■ **Zitierter Textauszug**
--- --- ---

Zum Glück gibt es auch kreative Querdenker wie Tonis Mutter Jeanette (Anne Ratte-Polle), eine Krankenschwester mit Rockerblut, und ihr Vater Frank (Simon Schwarz), der in seinem überdimensionierten Keller die aberwitzigsten Musikinstrumente erfindet, damit allerdings keine müde Mark verdient. Und nach und nach bekommt auch Toni die Kurve, erkennt, was für ein Depp Marvin ist und hilft Ranji dabei, ein Bewerbungsvideo für Bollywood zu drehen.

Die Idee, einen Film über indisches Leben in Deutschland zu realisieren, bei dem die Inder endlich einmal keine Randfiguren oder Abziehbilder sind, sondern ganz im Gegenteil, die Deutschen mit ihrer verqueren Indienliebe gehörig ihr Fett wegbekommen, hatte Ellen Schmidt. Bei der Drehbuchentwicklung halfen dann Murmel Clausen (Bully-Parade, Der Schuh des Manitu u.a.) und Sathyan Ramesh (u. a. Türkisch für Anfänger) tatkräftig mit. Und auch Regisseur Lars Montag gab gehörig Input und sorgte dafür, dass dieser Film nicht nur eine ordentliche Geschichte erzählt, sondern auch hervorragend aussieht.

--- --- ---

Beantworten Sie anhand des Textauszugs die folgenden Fragen:
1. Welchen Beruf hat Tonis Mutter Jeanette?
2. Wobei hilft Toni Ranji?
3. Von wem stammte die Idee zu dem Film?

■ **Dargestellte Angaben**
--- --- ---

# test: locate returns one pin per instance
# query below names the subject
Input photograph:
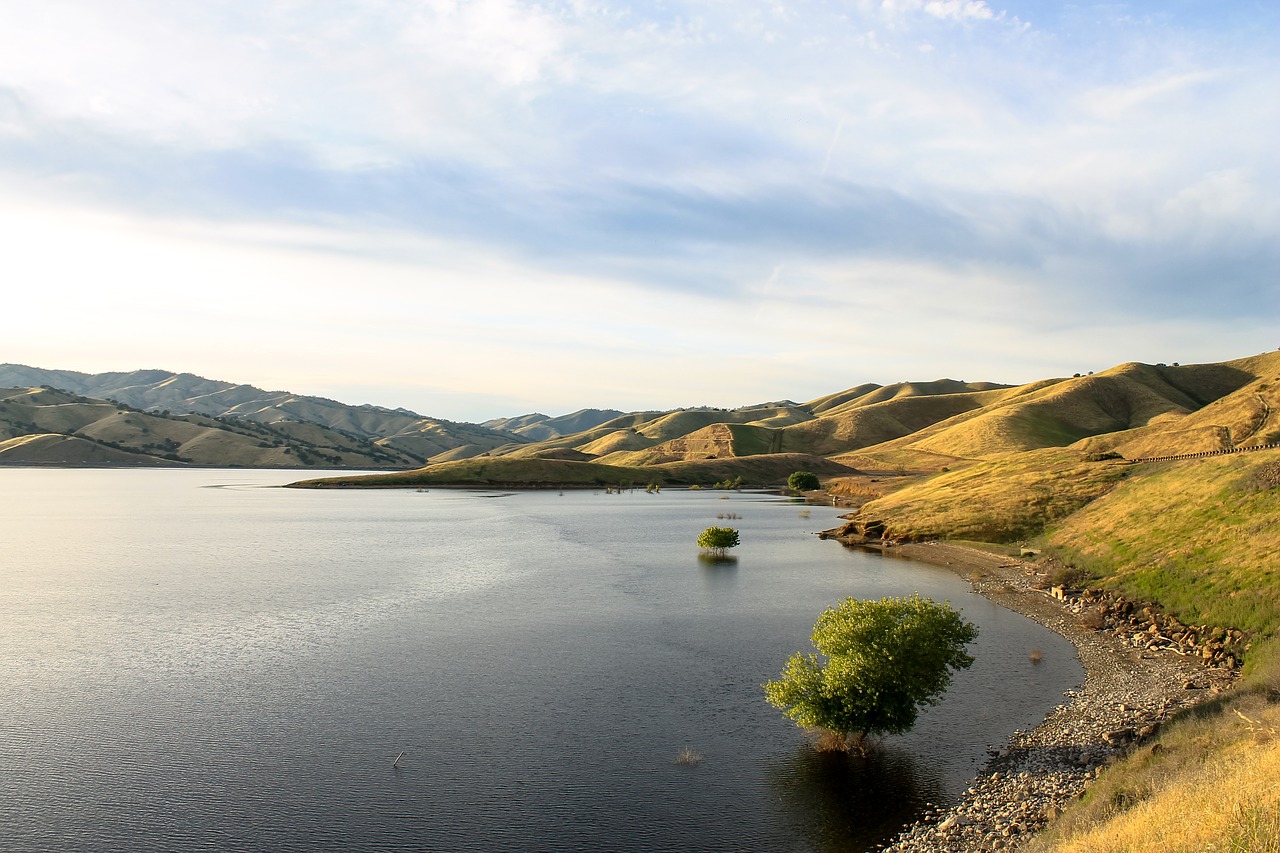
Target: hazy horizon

--- --- ---

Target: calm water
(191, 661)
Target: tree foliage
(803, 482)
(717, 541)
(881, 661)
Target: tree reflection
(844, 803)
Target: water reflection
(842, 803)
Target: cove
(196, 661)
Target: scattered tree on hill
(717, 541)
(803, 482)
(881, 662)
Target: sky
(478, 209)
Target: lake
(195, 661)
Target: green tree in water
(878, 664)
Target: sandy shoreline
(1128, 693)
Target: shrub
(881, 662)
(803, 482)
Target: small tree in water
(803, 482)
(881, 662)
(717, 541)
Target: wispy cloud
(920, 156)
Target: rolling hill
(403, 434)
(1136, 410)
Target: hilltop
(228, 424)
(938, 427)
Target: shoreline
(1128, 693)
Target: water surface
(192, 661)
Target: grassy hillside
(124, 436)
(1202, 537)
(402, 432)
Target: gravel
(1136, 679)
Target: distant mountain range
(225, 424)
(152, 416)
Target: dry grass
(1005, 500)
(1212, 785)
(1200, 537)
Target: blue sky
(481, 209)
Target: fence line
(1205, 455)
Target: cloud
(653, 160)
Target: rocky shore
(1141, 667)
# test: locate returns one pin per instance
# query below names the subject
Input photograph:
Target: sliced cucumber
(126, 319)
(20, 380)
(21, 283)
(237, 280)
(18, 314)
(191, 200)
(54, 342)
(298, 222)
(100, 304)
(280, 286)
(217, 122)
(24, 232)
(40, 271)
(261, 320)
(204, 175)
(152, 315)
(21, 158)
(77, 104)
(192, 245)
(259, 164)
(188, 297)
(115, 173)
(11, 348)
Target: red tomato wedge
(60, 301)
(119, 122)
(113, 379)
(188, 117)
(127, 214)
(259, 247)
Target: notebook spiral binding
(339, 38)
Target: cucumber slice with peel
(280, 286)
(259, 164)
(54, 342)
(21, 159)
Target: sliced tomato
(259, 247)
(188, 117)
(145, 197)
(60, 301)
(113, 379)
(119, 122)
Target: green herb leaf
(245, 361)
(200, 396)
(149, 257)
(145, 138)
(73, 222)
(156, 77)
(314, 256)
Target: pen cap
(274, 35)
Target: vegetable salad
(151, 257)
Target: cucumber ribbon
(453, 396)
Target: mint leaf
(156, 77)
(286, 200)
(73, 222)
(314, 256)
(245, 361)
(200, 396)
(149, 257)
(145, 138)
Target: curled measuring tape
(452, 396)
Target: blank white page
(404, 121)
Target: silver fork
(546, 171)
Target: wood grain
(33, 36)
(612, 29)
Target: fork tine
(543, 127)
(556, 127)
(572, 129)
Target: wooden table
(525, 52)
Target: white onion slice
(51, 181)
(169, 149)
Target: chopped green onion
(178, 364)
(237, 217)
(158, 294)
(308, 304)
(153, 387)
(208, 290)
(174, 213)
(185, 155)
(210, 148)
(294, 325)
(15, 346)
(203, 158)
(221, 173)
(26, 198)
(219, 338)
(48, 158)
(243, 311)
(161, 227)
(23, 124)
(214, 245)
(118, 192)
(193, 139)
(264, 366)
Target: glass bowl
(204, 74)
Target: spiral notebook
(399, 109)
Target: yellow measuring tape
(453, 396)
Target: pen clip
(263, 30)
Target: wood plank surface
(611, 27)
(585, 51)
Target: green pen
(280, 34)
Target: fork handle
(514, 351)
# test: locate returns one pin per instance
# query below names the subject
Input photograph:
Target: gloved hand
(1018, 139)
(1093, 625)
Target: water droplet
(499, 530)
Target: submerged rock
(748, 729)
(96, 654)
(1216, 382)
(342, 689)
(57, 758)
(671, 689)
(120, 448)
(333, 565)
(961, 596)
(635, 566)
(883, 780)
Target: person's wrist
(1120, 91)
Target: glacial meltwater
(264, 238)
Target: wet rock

--- --- ---

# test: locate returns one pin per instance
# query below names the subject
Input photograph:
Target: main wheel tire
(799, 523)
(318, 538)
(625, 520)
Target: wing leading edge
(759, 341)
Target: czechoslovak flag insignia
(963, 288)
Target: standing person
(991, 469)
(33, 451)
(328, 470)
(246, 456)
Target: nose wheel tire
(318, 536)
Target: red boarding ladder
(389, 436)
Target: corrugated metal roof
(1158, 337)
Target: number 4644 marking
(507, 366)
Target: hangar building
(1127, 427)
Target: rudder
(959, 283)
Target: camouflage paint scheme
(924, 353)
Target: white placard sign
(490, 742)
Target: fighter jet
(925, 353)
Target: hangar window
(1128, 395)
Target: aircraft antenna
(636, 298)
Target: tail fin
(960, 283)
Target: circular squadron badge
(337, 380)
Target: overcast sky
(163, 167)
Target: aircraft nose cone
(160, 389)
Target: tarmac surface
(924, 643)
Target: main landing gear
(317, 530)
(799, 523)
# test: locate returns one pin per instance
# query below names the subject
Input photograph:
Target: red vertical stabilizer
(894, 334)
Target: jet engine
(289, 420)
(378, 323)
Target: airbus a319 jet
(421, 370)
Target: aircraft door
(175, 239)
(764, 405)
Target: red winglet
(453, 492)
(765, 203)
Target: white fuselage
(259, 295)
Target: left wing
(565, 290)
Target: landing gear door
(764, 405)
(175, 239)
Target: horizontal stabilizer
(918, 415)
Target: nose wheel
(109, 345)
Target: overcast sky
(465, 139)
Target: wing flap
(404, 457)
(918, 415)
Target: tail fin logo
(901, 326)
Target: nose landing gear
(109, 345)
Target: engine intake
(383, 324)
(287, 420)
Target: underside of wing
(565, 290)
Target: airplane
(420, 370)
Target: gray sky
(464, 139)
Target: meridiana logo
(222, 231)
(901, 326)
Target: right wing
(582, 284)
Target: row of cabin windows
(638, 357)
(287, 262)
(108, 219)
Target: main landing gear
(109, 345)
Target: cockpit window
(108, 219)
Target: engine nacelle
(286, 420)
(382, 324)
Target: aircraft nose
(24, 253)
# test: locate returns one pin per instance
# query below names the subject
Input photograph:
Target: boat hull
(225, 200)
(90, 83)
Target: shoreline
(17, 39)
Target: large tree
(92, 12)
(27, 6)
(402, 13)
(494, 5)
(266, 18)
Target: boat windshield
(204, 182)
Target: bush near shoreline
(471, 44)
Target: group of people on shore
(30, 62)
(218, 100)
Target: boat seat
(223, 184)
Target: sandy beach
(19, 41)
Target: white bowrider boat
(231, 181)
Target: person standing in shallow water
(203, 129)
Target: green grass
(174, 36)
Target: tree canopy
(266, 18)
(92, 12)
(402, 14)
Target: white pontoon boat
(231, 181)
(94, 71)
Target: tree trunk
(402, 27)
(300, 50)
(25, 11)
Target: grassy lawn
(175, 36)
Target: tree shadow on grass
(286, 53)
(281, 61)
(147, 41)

--- --- ---

■ **Richtige Antwort**
1. Sie ist Krankenschwester.
2. Toni hilft Ranji, ein Bewerbungsvideo für Bollywood zu drehen.
3. Die Idee hatte Ellen Schmidt.